Pernyataan Resmi Wakajati NTT
Dalam keterangan pers yang disampaikan kepada awak media, Wakajati NTT Ikhwan Nul Hakim, S.H., didampingi Asisten Tindak Pidana Khusus Ridwan Sujana Angsar, S.H., M.H., menegaskan bahwa :
“Penegakan hukum atas perkara ini menjadi bukti konkret bahwa Kejati NTT serius dalam menangani setiap dugaan tindak pidana korupsi, khususnya yang berdampak langsung pada keuangan negara dan kepentingan masyarakat luas.
“Kami mencermati bahwa selama ini masih terjadi ketidakefektifan dalam penggunaan APBN, utamanya karena lemahnya tata kelola, pelanggaran aturan pengadaan barang/jasa oleh kementerian, lembaga maupun OPD.”

→ ENTRI DATA:
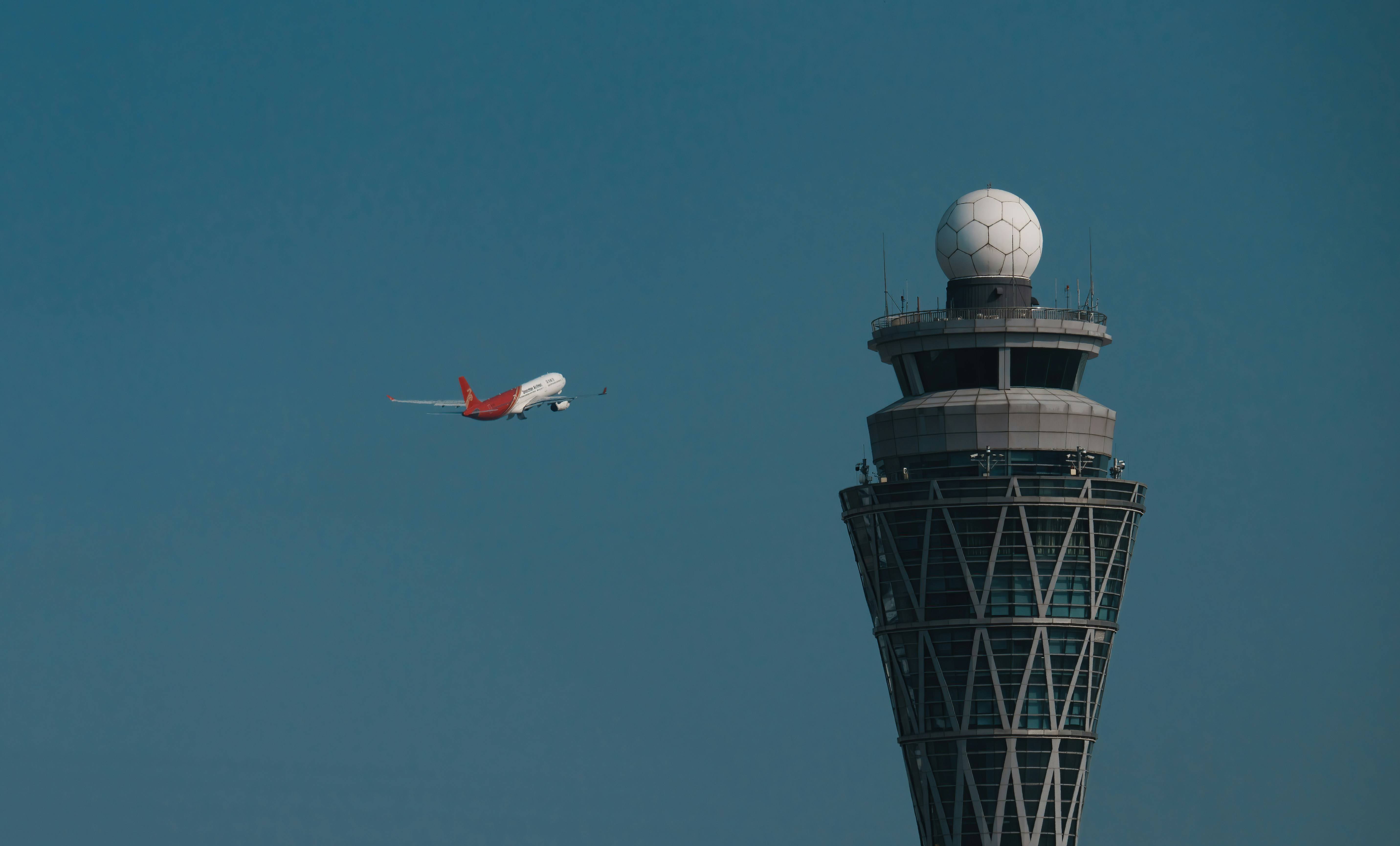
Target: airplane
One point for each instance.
(545, 391)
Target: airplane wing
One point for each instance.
(559, 399)
(443, 403)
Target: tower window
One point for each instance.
(953, 370)
(1046, 368)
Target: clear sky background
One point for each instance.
(247, 600)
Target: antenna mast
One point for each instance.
(1094, 301)
(884, 271)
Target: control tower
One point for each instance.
(993, 536)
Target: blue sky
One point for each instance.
(244, 599)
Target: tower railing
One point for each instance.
(990, 314)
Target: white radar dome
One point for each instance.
(989, 233)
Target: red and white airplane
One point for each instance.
(545, 391)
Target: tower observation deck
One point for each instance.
(993, 538)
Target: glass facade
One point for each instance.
(995, 623)
(950, 370)
(1046, 368)
(1004, 462)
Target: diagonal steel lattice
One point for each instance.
(995, 605)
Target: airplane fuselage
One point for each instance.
(514, 401)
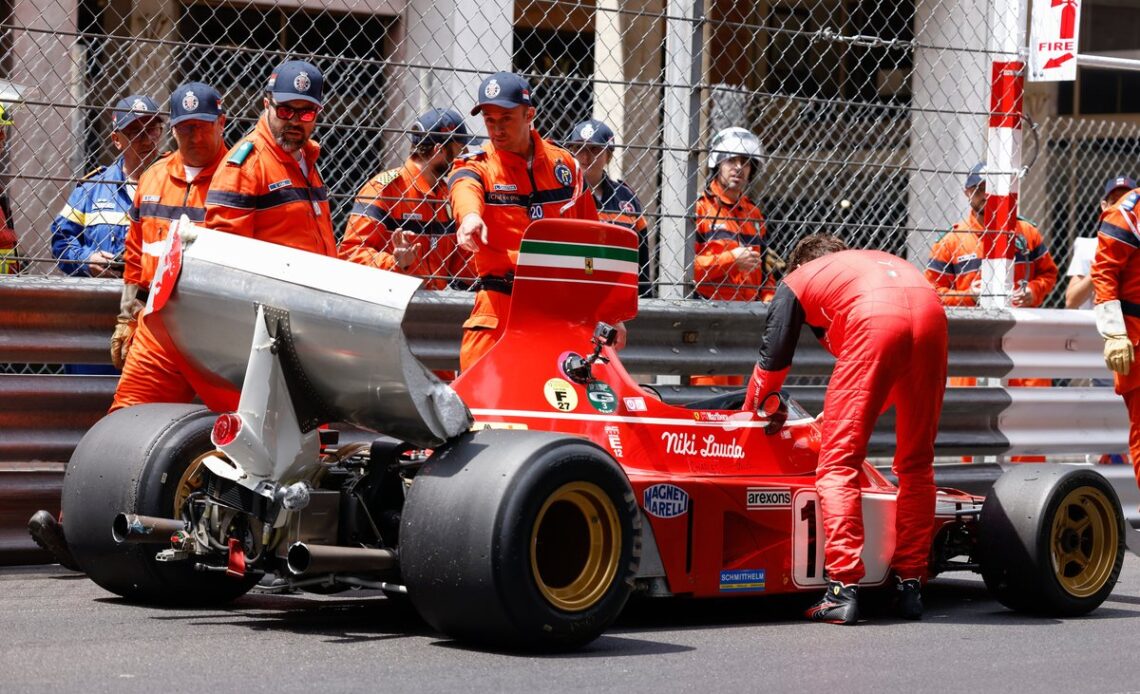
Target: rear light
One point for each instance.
(226, 430)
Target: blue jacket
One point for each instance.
(94, 219)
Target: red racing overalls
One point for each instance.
(887, 328)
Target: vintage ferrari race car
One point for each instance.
(526, 503)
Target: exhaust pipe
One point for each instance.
(133, 528)
(308, 560)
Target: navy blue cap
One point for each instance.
(592, 132)
(975, 178)
(1121, 181)
(504, 89)
(132, 108)
(438, 127)
(194, 101)
(296, 80)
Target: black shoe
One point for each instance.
(49, 535)
(839, 605)
(909, 598)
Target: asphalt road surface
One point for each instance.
(60, 633)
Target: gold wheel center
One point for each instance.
(1083, 541)
(576, 546)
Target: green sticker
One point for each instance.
(601, 397)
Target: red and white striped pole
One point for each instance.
(1003, 149)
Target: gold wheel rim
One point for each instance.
(1084, 540)
(193, 479)
(576, 546)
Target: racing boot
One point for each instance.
(49, 535)
(909, 598)
(839, 605)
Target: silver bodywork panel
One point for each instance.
(344, 320)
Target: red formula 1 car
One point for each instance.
(524, 504)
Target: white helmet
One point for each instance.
(734, 141)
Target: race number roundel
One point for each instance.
(560, 394)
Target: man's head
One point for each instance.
(976, 188)
(438, 136)
(734, 156)
(292, 103)
(1115, 189)
(504, 99)
(136, 130)
(812, 246)
(592, 144)
(196, 120)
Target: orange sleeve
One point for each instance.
(1044, 274)
(366, 238)
(941, 256)
(132, 246)
(465, 190)
(1116, 242)
(229, 202)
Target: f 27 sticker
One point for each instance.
(560, 394)
(665, 500)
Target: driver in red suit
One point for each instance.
(887, 329)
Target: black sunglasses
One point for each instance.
(287, 113)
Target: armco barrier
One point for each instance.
(53, 320)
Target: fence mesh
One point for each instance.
(869, 114)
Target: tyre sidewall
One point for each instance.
(511, 555)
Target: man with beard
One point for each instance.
(400, 220)
(88, 234)
(268, 186)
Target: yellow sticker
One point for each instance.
(485, 425)
(561, 394)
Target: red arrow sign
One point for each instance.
(1058, 60)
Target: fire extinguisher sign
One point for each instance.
(1052, 40)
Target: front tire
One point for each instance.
(520, 539)
(1052, 539)
(140, 459)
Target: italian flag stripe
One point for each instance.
(547, 247)
(577, 262)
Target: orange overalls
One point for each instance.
(509, 193)
(400, 198)
(954, 269)
(1116, 276)
(722, 227)
(260, 192)
(163, 195)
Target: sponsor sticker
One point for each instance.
(601, 397)
(742, 580)
(709, 446)
(635, 405)
(561, 394)
(665, 500)
(613, 438)
(562, 173)
(478, 426)
(759, 497)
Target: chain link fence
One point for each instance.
(869, 114)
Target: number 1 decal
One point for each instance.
(806, 539)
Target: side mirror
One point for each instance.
(775, 408)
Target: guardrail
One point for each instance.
(53, 320)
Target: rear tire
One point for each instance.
(1052, 540)
(520, 539)
(135, 460)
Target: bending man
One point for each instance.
(887, 329)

→ INSTRUKSI TERTULIS 1:
Sebutkan semua pihak yang dinyatakan melanggar aturan pengadaan barang/jasa dalam pernyataan Wakajati NTT.
→ INSTRUKSI TERTULIS 2:
Menurut pernyataan Wakajati NTT, siapa yang mendampingi Ikhwan Nul Hakim, S.H. saat memberikan keterangan pers?
→ INSTRUKSI TERTULIS 3:
Salin ulang secara persis bagian dari pernyataan Wakajati NTT yang dimulai pada kata-kata "Pernyataan Resmi Wakajati" dan berhenti setelah "kepentingan masyarakat luas.".

→ JAWABAN BENAR 1:
kementerian, lembaga, OPD

→ JAWABAN BENAR 2:
Asisten Tindak Pidana Khusus Ridwan Sujana Angsar, S.H., M.H.

→ JAWABAN BENAR 3:
Pernyataan Resmi Wakajati NTT
Dalam keterangan pers yang disampaikan kepada awak media, Wakajati NTT Ikhwan Nul Hakim, S.H., didampingi Asisten Tindak Pidana Khusus Ridwan Sujana Angsar, S.H., M.H., menegaskan bahwa :
“Penegakan hukum atas perkara ini menjadi bukti konkret bahwa Kejati NTT serius dalam menangani setiap dugaan tindak pidana korupsi, khususnya yang berdampak langsung pada keuangan negara dan kepentingan masyarakat luas.